* **Study material**:

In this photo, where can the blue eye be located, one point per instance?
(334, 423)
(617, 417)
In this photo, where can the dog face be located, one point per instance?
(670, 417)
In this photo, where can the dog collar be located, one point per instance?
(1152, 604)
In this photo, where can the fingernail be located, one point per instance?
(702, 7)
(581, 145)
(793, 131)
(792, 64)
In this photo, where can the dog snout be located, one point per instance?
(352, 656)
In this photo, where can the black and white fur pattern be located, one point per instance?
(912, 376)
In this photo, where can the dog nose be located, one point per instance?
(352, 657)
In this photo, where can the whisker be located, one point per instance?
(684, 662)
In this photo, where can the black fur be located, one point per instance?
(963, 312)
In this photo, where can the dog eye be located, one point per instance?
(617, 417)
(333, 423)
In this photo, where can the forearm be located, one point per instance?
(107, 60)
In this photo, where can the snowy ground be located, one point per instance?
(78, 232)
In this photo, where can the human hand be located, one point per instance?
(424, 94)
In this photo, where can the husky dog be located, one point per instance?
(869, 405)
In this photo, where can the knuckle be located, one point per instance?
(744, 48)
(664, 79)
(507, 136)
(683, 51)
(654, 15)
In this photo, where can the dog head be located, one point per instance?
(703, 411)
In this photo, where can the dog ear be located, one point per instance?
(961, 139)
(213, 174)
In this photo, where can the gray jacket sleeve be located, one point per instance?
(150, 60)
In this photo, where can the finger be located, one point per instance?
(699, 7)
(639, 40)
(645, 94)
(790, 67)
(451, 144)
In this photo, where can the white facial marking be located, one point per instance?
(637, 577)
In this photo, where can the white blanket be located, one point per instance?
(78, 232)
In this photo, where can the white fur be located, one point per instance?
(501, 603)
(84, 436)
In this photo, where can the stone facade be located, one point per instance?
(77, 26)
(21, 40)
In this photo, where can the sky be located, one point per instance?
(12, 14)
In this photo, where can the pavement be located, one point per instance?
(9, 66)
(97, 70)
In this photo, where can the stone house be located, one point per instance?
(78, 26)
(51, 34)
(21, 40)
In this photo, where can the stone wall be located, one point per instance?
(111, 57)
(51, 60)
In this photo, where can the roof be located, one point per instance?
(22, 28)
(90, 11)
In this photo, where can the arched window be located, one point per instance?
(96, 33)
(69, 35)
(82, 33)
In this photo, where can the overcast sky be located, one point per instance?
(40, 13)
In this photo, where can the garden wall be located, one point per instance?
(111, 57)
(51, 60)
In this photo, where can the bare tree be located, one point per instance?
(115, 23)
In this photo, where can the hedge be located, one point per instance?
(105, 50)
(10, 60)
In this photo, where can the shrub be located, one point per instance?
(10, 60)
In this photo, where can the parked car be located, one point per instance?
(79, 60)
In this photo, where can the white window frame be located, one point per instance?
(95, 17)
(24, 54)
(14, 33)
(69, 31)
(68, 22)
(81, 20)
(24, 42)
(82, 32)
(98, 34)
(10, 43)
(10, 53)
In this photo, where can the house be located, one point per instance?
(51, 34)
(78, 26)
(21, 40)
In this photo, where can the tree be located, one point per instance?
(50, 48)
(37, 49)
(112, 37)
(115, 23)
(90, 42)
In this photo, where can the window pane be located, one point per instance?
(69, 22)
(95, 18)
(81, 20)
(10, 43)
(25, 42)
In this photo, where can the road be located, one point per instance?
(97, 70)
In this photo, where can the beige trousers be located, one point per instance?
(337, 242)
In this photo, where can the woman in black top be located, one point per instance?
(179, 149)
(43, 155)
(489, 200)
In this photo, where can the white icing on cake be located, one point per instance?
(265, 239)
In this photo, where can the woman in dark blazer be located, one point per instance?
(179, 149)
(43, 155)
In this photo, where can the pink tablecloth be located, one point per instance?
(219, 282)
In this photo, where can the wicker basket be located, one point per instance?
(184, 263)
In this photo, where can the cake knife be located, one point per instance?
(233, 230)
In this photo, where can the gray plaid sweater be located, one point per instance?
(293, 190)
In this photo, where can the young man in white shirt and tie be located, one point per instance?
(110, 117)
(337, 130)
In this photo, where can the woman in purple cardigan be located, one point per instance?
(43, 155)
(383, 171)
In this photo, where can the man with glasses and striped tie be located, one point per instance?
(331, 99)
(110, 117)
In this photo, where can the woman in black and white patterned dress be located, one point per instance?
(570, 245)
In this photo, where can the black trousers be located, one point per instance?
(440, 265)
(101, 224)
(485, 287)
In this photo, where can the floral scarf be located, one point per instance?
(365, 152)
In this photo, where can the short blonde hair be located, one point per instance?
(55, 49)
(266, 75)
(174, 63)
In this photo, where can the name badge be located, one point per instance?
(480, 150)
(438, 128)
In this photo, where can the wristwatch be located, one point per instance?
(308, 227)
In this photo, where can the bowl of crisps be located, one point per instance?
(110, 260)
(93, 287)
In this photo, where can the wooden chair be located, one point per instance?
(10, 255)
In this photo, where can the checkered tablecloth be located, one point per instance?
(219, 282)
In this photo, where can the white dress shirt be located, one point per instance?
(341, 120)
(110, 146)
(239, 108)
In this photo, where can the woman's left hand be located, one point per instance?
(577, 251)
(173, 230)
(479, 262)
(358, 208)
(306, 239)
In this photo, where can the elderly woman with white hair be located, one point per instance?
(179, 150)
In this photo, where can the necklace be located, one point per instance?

* **Requirement**: Please take the whole listing and write it out exactly.

* **Answer box**:
In this photo, where can the blue eye be located, one point per instance?
(334, 423)
(617, 417)
In this photo, where can the dog face be located, one point per instance?
(670, 417)
In this photo, where can the dog collar be located, one point per instance?
(1152, 604)
In this photo, where can the fingernail be located, one point per instance?
(702, 7)
(581, 145)
(793, 131)
(792, 64)
In this photo, where can the dog snout be located, one point per instance?
(352, 656)
In this photo, where can the black and white fur pattern be located, one point per instance?
(912, 376)
In this photo, where can the dog nose be located, one point per instance?
(352, 657)
In this photo, where can the whisker be located, one point per instance?
(684, 662)
In this photo, where can the black fur be located, one point per instance?
(963, 312)
In this photo, where can the dog eye be located, one point per instance?
(617, 417)
(333, 423)
In this photo, where can the forearm be located, one point per instance?
(107, 60)
In this photo, where can the snowy ground be located, one point per instance?
(78, 232)
In this photo, where can the human hand be located, one point per instance?
(424, 94)
In this photo, where can the husky dog be located, one point per instance?
(869, 405)
In this photo, where can the knuckle be located, one point per instance?
(744, 48)
(664, 79)
(507, 136)
(683, 51)
(654, 15)
In this photo, where can the dog head be located, one point per instance?
(703, 411)
In this photo, where can the dog ear be located, one point per instance?
(961, 139)
(213, 174)
In this photo, where can the gray jacket sleeve be located, one point per instance?
(150, 60)
In this photo, where can the finger be located, one point per instance?
(699, 7)
(639, 40)
(645, 94)
(790, 67)
(451, 144)
In this photo, where can the white facial marking be located, one point per instance?
(637, 577)
In this photo, where can the white blanket be located, one point per instance?
(78, 232)
In this photo, where can the white fur be located, one point per instance?
(501, 603)
(84, 436)
In this photo, where can the stone facade be located, one point per instance?
(77, 26)
(21, 40)
In this photo, where can the sky be located, one point per instance?
(12, 14)
In this photo, where can the pavement be located, one point per instance?
(9, 66)
(97, 70)
In this photo, where can the stone house be located, one point per instance?
(78, 26)
(51, 34)
(21, 40)
In this photo, where can the stone wall be located, one point per instance?
(111, 57)
(51, 60)
In this photo, where can the roof be located, one point per instance?
(22, 28)
(90, 11)
In this photo, where can the arched window be located, one point per instance?
(96, 33)
(69, 35)
(82, 33)
In this photo, where can the overcast sky be located, one point per instance?
(40, 13)
In this photo, where can the garden wall be located, one point per instance?
(111, 57)
(51, 60)
In this photo, where can the bare tree be located, one point per instance?
(115, 23)
In this photo, where can the hedge be located, one point per instance?
(105, 50)
(10, 60)
In this photo, where can the shrub be located, one point per instance?
(10, 60)
In this photo, where can the parked car be located, one point per instance?
(79, 60)
In this photo, where can the white window frame be located, one point per instance?
(95, 17)
(24, 54)
(14, 33)
(69, 31)
(68, 22)
(81, 20)
(24, 42)
(82, 32)
(98, 34)
(10, 43)
(10, 53)
In this photo, where can the house be located, one point per instance?
(51, 34)
(78, 26)
(21, 40)
In this photo, where can the tree be located, one point per instance?
(50, 48)
(37, 49)
(112, 37)
(115, 23)
(90, 42)
In this photo, where can the window pane be located, one point per instance?
(69, 22)
(95, 18)
(81, 20)
(10, 43)
(25, 42)
In this photo, where can the road be located, one point per instance?
(97, 70)
In this photo, where can the beige trousers be located, one point per instance?
(337, 242)
In this photo, where can the woman in black top be located, one point per instance?
(179, 149)
(43, 155)
(489, 200)
In this photo, where can the white icing on cake be located, one point per instance?
(265, 239)
In this photo, where can the woman in dark blazer be located, one point per instance?
(179, 149)
(43, 155)
In this photo, where can the pink tablecloth be located, one point per instance?
(219, 282)
In this photo, where can the wicker basket be located, one point per instance?
(184, 263)
In this photo, where can the cake knife be located, one point per instance?
(233, 230)
In this photo, where can the gray plaid sweater be located, one point per instance?
(293, 190)
In this photo, where can the young man in white shirt and tie be located, one point per instance?
(110, 117)
(337, 130)
In this photo, where can the woman in purple cardigan be located, one point per instance?
(43, 155)
(383, 171)
In this photo, where can the man with glasses and striped tie be located, one point per instance?
(331, 99)
(110, 117)
In this photo, where can the woman in black and white patterned dress be located, one point per instance?
(570, 245)
In this photo, where can the black trousers be located, one point per instance?
(440, 265)
(101, 224)
(485, 287)
In this photo, where can the floral scarf be located, one point per instance?
(365, 152)
In this photo, where can the short blonde hair be located, one point per instance?
(55, 49)
(266, 75)
(174, 63)
In this photo, where can the name badge be located, one point per instance?
(480, 150)
(438, 128)
In this photo, where can the wristwatch be located, one point per instance?
(308, 227)
In this photo, where can the bowl of crisps be located, one point per instance?
(110, 260)
(93, 287)
In this photo, where can the wooden chair be located, one point per instance?
(10, 255)
In this photo, where can the checkered tablecloth be located, one point per instance?
(219, 282)
In this photo, where can the white dress shirt be located, one point per instance?
(341, 120)
(110, 146)
(239, 108)
In this photo, where can the woman's left hand be located, one point per instance?
(577, 251)
(173, 230)
(479, 262)
(358, 208)
(306, 239)
In this photo, where can the elderly woman with white hair be located, one point per instance?
(179, 150)
In this photo, where can the necklace be located, one point per instance?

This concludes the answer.